Entries from a dataset.
◇ ◇ ◇ ◇ ◇
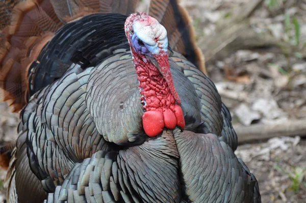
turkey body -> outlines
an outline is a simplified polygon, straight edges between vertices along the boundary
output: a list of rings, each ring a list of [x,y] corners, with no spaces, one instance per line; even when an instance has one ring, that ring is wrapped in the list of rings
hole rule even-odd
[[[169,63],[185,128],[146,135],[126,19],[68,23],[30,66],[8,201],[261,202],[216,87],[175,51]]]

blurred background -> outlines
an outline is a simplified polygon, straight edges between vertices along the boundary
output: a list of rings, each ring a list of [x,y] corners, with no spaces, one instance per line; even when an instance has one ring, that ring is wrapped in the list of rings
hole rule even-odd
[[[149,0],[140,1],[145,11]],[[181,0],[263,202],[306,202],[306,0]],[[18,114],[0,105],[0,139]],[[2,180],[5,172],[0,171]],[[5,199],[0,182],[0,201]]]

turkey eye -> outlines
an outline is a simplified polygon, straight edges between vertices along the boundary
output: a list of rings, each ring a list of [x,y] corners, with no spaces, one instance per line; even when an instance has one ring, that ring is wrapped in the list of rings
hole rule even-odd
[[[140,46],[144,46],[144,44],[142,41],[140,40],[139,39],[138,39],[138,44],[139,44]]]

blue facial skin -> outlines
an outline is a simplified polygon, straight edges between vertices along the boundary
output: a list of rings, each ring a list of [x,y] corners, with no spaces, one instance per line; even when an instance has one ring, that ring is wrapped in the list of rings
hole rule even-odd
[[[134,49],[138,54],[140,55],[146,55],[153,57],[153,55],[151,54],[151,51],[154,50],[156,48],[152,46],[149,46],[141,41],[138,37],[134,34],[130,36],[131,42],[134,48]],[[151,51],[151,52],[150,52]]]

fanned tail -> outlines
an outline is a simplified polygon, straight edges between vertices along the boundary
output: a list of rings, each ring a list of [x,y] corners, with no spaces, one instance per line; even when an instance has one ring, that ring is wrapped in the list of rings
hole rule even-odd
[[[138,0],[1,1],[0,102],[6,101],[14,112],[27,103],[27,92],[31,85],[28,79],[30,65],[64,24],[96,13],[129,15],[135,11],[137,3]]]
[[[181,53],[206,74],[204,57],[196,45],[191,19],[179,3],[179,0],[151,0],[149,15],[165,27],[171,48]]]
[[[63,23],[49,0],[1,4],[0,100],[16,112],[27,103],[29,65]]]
◇ ◇ ◇ ◇ ◇
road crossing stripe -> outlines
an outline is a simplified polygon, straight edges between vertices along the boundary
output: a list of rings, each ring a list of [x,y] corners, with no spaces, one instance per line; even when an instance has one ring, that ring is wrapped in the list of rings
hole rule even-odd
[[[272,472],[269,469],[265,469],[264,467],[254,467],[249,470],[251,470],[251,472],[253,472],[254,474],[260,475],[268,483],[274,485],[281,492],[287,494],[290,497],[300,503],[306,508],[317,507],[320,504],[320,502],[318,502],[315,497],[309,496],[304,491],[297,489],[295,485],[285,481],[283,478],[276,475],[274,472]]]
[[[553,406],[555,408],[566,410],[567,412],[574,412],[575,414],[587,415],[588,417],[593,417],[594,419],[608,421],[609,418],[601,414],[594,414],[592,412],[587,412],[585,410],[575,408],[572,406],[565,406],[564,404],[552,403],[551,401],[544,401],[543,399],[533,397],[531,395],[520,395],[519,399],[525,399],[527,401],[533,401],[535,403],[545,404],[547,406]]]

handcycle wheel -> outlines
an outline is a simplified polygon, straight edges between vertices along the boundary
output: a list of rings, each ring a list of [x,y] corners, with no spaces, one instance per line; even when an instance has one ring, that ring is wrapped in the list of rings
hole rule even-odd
◇ ◇ ◇ ◇ ◇
Job.
Which lines in the data above contain the word "turkey"? Pick out each of them and copy it in full.

Exercise result.
turkey body -> outlines
turkey eye -> outlines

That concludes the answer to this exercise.